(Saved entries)
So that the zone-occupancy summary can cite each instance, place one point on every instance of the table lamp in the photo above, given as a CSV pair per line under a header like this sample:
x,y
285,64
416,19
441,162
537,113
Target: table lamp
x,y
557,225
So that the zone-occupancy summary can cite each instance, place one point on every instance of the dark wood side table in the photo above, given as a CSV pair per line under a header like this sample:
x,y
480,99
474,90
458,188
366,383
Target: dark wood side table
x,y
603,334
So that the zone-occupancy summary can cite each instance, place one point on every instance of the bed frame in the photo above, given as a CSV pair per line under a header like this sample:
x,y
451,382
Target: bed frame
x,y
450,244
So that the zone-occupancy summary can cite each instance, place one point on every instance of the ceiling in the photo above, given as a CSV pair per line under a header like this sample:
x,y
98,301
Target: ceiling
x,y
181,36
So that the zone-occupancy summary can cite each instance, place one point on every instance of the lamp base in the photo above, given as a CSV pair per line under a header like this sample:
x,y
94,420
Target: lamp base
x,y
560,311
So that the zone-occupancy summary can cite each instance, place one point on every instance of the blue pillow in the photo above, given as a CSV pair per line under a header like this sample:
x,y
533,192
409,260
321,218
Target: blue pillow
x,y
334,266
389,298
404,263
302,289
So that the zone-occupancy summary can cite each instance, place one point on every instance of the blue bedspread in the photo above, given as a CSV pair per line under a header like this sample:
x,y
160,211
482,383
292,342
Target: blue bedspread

_Task objective_:
Return the data in full, exactly as it appears above.

_Output below_:
So that the zone-occupancy summary can cite each instance, place one point on every instance of the table lamp in the photo above, given as a CSV pair per line under a header like this sample:
x,y
285,64
416,19
441,162
537,113
Target: table lamp
x,y
557,225
So that the zone-occupancy summary can cite each instance, place one point on every instance of the dark wood side table in the photo above, given as a CSV pair per line under a header like this sample:
x,y
480,99
474,90
458,188
366,383
Target: dark wood side table
x,y
603,334
So that the zone-occupancy summary can cite each instance, place one point on every instance of the bed frame in the photo above, given as a CSV pair per line under a header like this sample:
x,y
451,382
Target: bed frame
x,y
450,244
So that the zone-occupancy summary can cite each instance, place one point on every instance of the ceiling in the photo above, given as a CSV pair per line under a header like this sample:
x,y
98,301
Target: ceiling
x,y
181,36
So that the zone-occupancy summary can cite each instance, place one point on every instance of the lamp base in the photo above, given as a CSV pair per line under a header like this sample:
x,y
94,420
Target: lamp base
x,y
560,311
So that the zone-occupancy summary can cite each instance, place one point on every instance of the blue pillow in the photo above, given as a CSV pair per line under a header like this sample:
x,y
533,192
409,260
321,218
Target: blue pillow
x,y
334,266
389,298
404,263
302,289
So that the zone-occupancy summary can cite each instance, place one point on every instance of the blue bedspread in the photo above, given as a CSV pair per line under a header like this sample:
x,y
160,211
482,383
292,342
Target: blue bedspread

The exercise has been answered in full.